Data extract section start

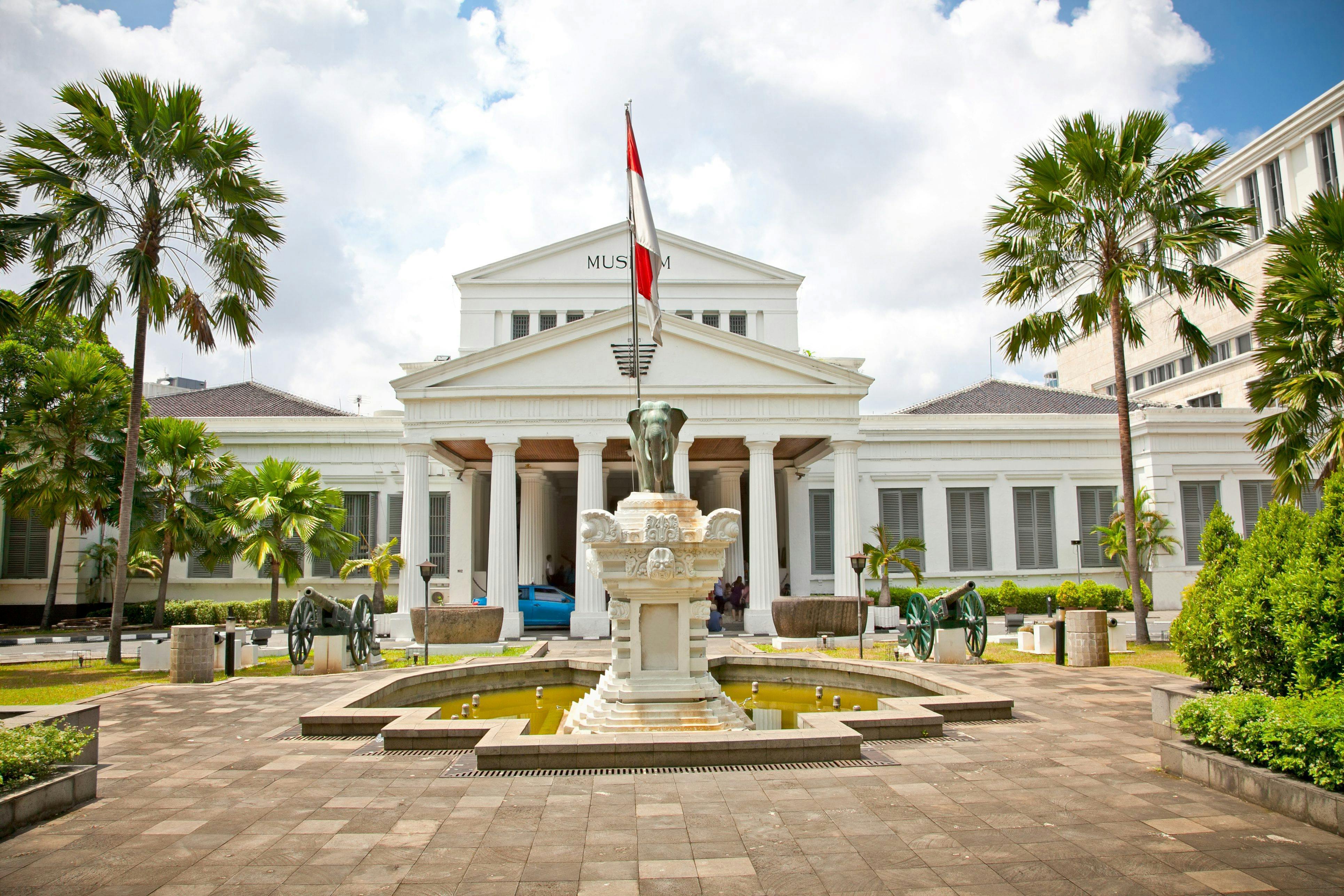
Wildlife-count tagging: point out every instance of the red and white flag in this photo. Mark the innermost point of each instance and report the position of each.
(648, 260)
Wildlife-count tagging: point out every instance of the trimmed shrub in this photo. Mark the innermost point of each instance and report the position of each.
(1302, 737)
(1197, 633)
(29, 753)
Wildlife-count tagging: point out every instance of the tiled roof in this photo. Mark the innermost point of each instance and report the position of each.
(240, 400)
(1003, 397)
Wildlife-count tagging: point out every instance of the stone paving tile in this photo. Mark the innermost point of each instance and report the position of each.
(197, 800)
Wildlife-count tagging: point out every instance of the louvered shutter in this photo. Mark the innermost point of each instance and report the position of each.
(1096, 505)
(823, 531)
(439, 531)
(902, 516)
(1256, 495)
(1197, 503)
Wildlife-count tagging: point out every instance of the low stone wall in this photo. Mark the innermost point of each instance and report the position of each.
(1273, 791)
(58, 794)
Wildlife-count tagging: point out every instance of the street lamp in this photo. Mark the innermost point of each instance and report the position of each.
(426, 572)
(858, 562)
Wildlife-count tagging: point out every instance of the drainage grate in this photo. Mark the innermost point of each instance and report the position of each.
(465, 768)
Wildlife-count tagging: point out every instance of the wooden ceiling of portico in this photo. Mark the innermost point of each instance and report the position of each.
(619, 449)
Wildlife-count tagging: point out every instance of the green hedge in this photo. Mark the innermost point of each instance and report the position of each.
(1302, 737)
(30, 752)
(184, 613)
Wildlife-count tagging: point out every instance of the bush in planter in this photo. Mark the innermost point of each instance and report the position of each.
(29, 753)
(1302, 737)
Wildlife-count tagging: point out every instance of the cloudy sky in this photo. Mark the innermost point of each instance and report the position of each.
(858, 144)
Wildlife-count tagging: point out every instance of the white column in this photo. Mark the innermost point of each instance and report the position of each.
(849, 539)
(530, 533)
(502, 580)
(682, 467)
(415, 544)
(460, 536)
(765, 539)
(589, 619)
(732, 497)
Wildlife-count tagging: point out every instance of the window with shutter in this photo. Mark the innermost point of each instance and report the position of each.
(439, 526)
(25, 547)
(1096, 505)
(968, 530)
(1197, 504)
(902, 516)
(822, 503)
(1256, 494)
(1034, 523)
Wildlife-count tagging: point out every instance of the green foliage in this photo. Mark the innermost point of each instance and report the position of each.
(1302, 737)
(1197, 633)
(1300, 335)
(29, 753)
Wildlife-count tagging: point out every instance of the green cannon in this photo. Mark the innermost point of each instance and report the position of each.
(963, 608)
(316, 614)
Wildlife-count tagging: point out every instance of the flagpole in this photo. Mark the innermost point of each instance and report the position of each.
(635, 291)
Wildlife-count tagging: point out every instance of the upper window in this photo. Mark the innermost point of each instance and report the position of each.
(1327, 162)
(1250, 198)
(1277, 203)
(902, 518)
(822, 507)
(968, 530)
(1034, 522)
(25, 547)
(1197, 504)
(1096, 504)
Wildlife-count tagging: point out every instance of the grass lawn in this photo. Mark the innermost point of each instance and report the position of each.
(66, 680)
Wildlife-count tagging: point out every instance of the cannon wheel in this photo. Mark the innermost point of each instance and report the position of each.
(361, 630)
(972, 613)
(303, 621)
(920, 627)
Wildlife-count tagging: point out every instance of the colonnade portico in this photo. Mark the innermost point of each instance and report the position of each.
(540, 486)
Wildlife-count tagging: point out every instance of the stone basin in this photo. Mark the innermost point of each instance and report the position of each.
(805, 617)
(459, 625)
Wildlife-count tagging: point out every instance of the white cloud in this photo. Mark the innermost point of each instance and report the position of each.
(858, 144)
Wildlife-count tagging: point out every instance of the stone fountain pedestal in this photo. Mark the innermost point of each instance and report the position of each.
(658, 557)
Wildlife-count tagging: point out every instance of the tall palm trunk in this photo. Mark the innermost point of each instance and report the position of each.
(1127, 472)
(50, 606)
(128, 480)
(275, 593)
(162, 602)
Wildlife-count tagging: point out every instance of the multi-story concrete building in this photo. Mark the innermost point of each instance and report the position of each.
(1276, 174)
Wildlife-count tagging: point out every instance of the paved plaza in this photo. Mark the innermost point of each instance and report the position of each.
(199, 796)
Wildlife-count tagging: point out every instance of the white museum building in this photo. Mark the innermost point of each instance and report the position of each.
(502, 445)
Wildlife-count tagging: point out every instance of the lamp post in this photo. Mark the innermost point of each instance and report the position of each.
(858, 562)
(426, 572)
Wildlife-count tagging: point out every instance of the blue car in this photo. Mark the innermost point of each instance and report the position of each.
(542, 606)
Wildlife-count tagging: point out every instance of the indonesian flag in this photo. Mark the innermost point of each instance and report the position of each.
(648, 260)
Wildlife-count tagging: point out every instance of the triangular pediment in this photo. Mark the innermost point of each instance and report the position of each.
(581, 356)
(601, 257)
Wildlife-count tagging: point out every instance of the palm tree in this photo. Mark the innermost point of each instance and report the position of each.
(1302, 351)
(1152, 536)
(885, 553)
(1096, 213)
(264, 510)
(379, 565)
(146, 206)
(182, 463)
(73, 416)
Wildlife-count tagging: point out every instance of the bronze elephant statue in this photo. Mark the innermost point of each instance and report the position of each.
(654, 437)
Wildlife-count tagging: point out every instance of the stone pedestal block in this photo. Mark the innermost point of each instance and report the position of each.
(191, 655)
(1086, 638)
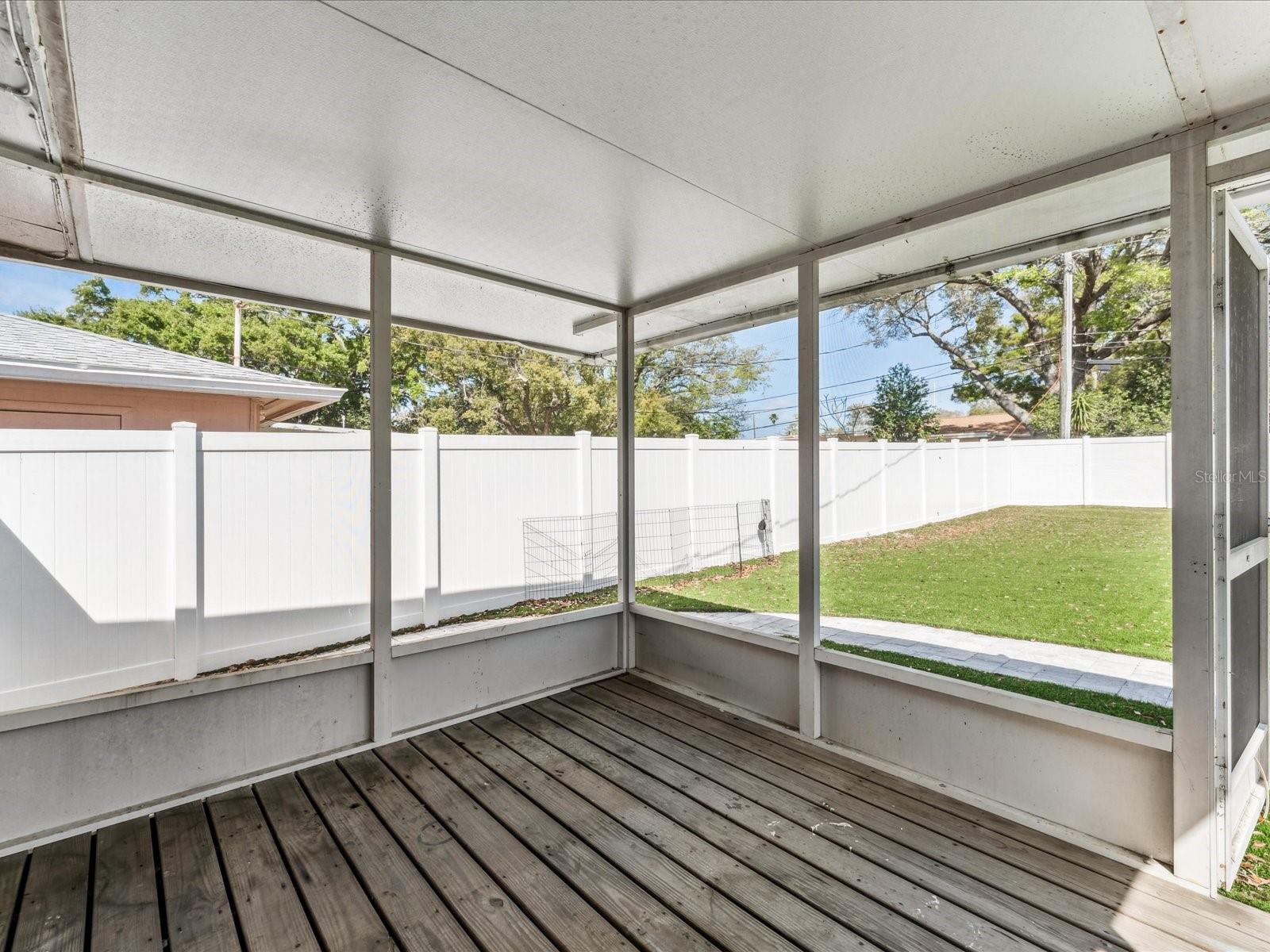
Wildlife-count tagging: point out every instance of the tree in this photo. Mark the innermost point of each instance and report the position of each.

Data extract section end

> Task goal:
Every entry above needs to be duplicated precisely, and none of the pictures should appear.

> Answer to this problem:
Wildlife-count tagging: point out every instance of the red and white flag in this photo. Mark the innermost point of each instance and report the position of each.
(648, 260)
Wildlife-count tagging: point out every instance of the trimmed shrub in this photo. Mark the innermost point of each instance and report the position of each.
(1302, 737)
(1197, 633)
(29, 753)
Wildlife-count tagging: point out every instance of the tiled roof in this photo. Mark the innermost point of each instance and report the position of each.
(240, 400)
(1003, 397)
Wildlife-count tagging: point out every instance of the stone paving tile in this photo. Mark the innermost point of each instance and report the position of each.
(197, 800)
Wildlife-count tagging: point out every instance of the louvered shutter in this photo. Mark the innermost point of each instance and report the position of each.
(1096, 505)
(823, 531)
(439, 531)
(902, 516)
(1256, 495)
(1197, 503)
Wildlife-count tagging: point out every instance of the low stone wall in this photo. Mark the innermost point of each instance and report the position of each.
(1273, 791)
(58, 794)
Wildlife-count tagging: point out every instance of the street lamp in this photo. Mark the innermost point of each instance and report the position of each.
(426, 572)
(858, 562)
Wildlife-count tagging: point out every instance of the drainage grate in this photo. Mark the innermost point of each instance and report the position of each.
(465, 768)
Wildlife-count tagging: point out every instance of the wooden ceiling of portico in this photo. Mark the innermost point of each instance and report the position of each.
(619, 449)
Wildlife-count tagging: point out every instance of the green hedge in this photo. Mark the innermost point of each instance and report the position of each.
(1302, 737)
(30, 752)
(184, 613)
Wildlife-count tagging: point out every instance of the bush in planter in this photo. Mark the innermost point of each instance and report the position of each.
(29, 753)
(1302, 737)
Wildlife-count tagging: point out every instance of the cloudy sky in this photo. Mark the innermost point of each instance and report the position of each.
(858, 144)
Wildlife-count tagging: point out every instance of the white column in this photo. Mark the innermost point of each instance and report the position of each.
(849, 539)
(530, 533)
(502, 580)
(682, 467)
(415, 544)
(460, 536)
(765, 539)
(589, 619)
(732, 497)
Wildlife-count tagging: point out every instance of the window with shutter in this photo. Mark the innermost point of each instance and report the position of each.
(439, 526)
(25, 547)
(1096, 505)
(968, 530)
(1197, 504)
(902, 516)
(822, 503)
(1256, 494)
(1034, 523)
Wildlife-count tagging: point out every instance of the green foliage in this photo. Mark the innermost point of each instance and report the position of each.
(1302, 737)
(1197, 633)
(1300, 335)
(29, 753)
Wildlife-count tagging: point out every instance of the green cannon in this photo. Mark the innermost point of each instance and report the position of each.
(963, 608)
(316, 614)
Wildlife-count tagging: point out every instance of the flagpole in this photo. Mark the innermost point of each instance and report the position of each.
(635, 291)
Wildlife-count tagging: point out every instance of the upper window in this photo. Mark the innermost point of each instance and report the position of each.
(1327, 162)
(1250, 198)
(1277, 203)
(902, 518)
(822, 507)
(968, 530)
(1034, 522)
(25, 547)
(1197, 504)
(1096, 504)
Wildlife-count tagging: point out every instance of the grass lawn in this photo. Mark the innermost point of each instance and report the position of each.
(66, 680)
Wildlife-count tagging: point out every instance of the cannon wheel in this photo. Mark the innermost point of each instance and report the position of each.
(361, 630)
(972, 613)
(303, 621)
(920, 627)
Wildlife-count tagging: point out every instance of the colonnade portico in this photo. Mark the innermost point of each instance and report the position of each.
(540, 486)
Wildlife-count tagging: point out every instance of the stone basin in this photo. Mark the innermost point of each instance and report the position of each.
(805, 617)
(459, 625)
Wildlife-count tagging: point out every instance of the white cloud in this photo. Mark the innermost point of each instance and report the position of each.
(858, 144)
Wildlife-count tagging: point out every instance of the stone fountain pedestal in this photo. Mark the innermost point of each instance and report the position of each.
(658, 557)
Wildlife-count tagging: point out every instance of the tall palm trunk in this photo. Mark the innermost point of each instance and report the position of each.
(1127, 472)
(50, 606)
(128, 480)
(275, 593)
(162, 602)
Wildlife-count tagging: point out every instance of the multi-story concrete building in this photo. Mark the innermost point of each instance and report the position of each.
(1276, 174)
Wildlife-count tagging: point out every instance of the paved plaza in this photo. Mark the innermost point of each instance and report the position of each.
(199, 796)
Wildlife-count tagging: point out every instance of the white museum building in this photo. Mark the innermost point of each instance and report the position of each.
(502, 445)
Wildlife-count tagging: point out every instance of the lamp post in this photo. Mark the innermost point of each instance and report the position of each.
(858, 562)
(426, 572)
Wildlife-count tagging: point out every instance of the blue car in this photo. Mark the innermost point of each instance and report the position of each.
(542, 606)
Wildlife-count tagging: point out every instance of the indonesian flag in this photo. Mark the innermost point of each instance and report the position of each.
(648, 260)
Wildlife-count tagging: point out every instance of the triangular pediment in this photo. Mark the innermost point of each instance and report the position of each.
(581, 356)
(601, 257)
Wildlife-count tagging: point out every instance of the palm tree in this photo. Mark the innermost point of each instance and report the position of each.
(1302, 351)
(1152, 536)
(885, 553)
(1096, 213)
(264, 510)
(379, 565)
(146, 206)
(182, 463)
(73, 416)
Wildlife-count tagging: point out every instance of the bronze elephant statue in this photo. Mark the innermost point of each instance and report the position of each.
(654, 437)
Wildlife-count tagging: point out every instance of the stone pedestal block in this photo. Mark the innermost point of each instance and report the position of each.
(191, 655)
(1086, 638)
Wildlife-count tagging: point out every instance of the tree in this photo. Mark the innermost point of each instance and report the position of each.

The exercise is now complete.